QUESTIONS TO ANSWER
**a.** In the lentil recipe post, which ingredient does the writer leave out of the dish?
**b.** Return the passage of the lentil recipe post between "April 15, 2011" and "substitute for meat.", inclusive, copied word for word.

EXCERPT TO READ

Friday recipe: spicy lentils and tomatoes

April 15, 2011 —

I can’t say that I love to cook (although I’ll bake brownies any day of the week), but I do love healthy recipes that are full of flavor. This spicy lentil and tomato combo is my go-to recipe when I want to stock my fridge with a reheatable side dish or easy work-week lunch. In addition to the tasty way lentils readily absorb flavors, they are high in protein and fiber, packed with folate and potassium and low in fat, which makes them a healthy substitute for meat.

Another advantage of this recipe is its flexibility. I don’t like onions so I omit that. I love spicy foods, so I typically bump up the “heat” by adding more cayenne. Experiment with the spices to get the flavor you savor, and enjoy!

SUPPLIED ENTRIES

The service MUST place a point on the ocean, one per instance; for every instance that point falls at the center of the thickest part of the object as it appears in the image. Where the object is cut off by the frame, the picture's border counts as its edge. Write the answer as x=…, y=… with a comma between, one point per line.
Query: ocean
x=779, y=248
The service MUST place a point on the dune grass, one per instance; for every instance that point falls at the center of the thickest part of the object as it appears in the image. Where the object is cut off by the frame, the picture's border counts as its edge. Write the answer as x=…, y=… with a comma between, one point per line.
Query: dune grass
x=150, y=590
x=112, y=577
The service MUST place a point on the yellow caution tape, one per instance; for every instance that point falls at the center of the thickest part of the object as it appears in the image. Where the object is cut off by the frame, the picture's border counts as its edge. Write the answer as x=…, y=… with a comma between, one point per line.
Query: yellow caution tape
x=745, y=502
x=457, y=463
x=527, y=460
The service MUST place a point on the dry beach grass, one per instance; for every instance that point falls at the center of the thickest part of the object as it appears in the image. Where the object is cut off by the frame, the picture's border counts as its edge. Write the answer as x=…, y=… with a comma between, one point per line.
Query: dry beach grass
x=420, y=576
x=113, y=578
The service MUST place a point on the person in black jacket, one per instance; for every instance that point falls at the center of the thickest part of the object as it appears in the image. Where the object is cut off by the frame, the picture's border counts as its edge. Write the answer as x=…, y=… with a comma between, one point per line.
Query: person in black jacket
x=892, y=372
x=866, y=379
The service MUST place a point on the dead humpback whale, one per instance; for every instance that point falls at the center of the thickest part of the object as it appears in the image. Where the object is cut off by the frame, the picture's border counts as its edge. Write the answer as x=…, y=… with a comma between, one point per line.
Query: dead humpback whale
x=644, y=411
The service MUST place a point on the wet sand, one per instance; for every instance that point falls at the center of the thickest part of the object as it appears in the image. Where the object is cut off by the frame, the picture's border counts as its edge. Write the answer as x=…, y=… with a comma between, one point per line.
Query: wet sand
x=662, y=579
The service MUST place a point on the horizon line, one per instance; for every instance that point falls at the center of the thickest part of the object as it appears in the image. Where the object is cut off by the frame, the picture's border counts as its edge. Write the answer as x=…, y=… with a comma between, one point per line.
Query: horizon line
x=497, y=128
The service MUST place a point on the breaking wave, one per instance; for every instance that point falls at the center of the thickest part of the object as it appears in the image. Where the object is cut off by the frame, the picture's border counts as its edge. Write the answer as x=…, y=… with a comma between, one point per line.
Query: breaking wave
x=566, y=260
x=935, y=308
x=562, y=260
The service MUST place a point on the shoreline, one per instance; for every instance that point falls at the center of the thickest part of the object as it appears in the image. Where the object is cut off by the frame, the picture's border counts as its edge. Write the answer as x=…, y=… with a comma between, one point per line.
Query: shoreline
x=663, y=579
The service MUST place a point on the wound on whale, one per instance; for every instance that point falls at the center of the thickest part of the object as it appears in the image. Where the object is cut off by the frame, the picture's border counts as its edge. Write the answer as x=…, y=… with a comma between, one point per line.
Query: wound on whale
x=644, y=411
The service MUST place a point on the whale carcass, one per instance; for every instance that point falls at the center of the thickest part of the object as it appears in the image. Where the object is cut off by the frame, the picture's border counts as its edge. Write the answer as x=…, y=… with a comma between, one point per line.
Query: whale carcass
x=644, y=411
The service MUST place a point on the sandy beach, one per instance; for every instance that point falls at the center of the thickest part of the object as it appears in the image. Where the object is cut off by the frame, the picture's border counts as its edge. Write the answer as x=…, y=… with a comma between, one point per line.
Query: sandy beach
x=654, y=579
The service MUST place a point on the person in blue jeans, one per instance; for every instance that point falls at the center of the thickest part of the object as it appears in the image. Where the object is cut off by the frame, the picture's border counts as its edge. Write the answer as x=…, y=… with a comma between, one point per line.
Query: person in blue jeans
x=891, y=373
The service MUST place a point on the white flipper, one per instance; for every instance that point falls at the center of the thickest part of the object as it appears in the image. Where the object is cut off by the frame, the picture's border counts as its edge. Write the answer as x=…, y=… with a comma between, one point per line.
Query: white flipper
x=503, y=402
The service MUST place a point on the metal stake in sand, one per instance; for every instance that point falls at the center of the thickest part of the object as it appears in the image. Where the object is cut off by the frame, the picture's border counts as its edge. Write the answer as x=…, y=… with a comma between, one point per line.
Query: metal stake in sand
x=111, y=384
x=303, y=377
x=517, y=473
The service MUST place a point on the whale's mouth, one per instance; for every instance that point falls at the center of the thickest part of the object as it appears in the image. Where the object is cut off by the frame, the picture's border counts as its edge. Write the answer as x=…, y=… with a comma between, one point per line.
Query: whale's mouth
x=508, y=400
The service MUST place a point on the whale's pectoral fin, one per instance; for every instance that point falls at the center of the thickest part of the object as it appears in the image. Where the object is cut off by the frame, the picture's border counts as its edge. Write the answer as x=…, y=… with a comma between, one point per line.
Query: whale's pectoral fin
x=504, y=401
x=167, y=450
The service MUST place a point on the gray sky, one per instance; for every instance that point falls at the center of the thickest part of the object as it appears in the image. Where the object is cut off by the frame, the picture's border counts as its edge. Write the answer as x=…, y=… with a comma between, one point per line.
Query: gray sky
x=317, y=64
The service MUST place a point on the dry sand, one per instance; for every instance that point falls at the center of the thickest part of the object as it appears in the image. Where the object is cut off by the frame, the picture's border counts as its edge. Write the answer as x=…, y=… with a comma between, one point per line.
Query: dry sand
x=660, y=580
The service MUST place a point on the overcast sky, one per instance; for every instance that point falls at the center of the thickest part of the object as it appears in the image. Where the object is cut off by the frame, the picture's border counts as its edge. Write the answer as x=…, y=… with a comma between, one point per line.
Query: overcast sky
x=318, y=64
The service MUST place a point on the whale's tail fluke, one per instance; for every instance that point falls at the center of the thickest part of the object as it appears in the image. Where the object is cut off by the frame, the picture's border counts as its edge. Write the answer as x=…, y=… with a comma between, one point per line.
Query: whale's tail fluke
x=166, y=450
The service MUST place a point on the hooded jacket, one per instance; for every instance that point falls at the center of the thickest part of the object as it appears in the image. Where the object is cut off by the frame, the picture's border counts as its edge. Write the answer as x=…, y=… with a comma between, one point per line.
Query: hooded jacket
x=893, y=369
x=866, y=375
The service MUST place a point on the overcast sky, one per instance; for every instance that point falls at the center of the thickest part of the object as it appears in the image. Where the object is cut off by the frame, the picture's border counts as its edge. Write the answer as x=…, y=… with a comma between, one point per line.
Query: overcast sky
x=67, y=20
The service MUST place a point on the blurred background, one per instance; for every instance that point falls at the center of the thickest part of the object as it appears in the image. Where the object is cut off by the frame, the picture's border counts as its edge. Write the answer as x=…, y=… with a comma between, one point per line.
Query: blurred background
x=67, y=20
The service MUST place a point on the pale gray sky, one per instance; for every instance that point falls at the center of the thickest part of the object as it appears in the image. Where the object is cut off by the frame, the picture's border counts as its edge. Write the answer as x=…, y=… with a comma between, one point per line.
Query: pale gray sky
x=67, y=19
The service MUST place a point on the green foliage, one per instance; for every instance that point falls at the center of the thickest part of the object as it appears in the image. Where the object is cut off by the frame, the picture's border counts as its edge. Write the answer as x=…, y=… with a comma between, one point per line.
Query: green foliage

RESULTS FOR EACH TASK
**a.** Onions.

**b.**
April 15, 2011 —

I can’t say that I love to cook (although I’ll bake brownies any day of the week), but I do love healthy recipes that are full of flavor. This spicy lentil and tomato combo is my go-to recipe when I want to stock my fridge with a reheatable side dish or easy work-week lunch. In addition to the tasty way lentils readily absorb flavors, they are high in protein and fiber, packed with folate and potassium and low in fat, which makes them a healthy substitute for meat.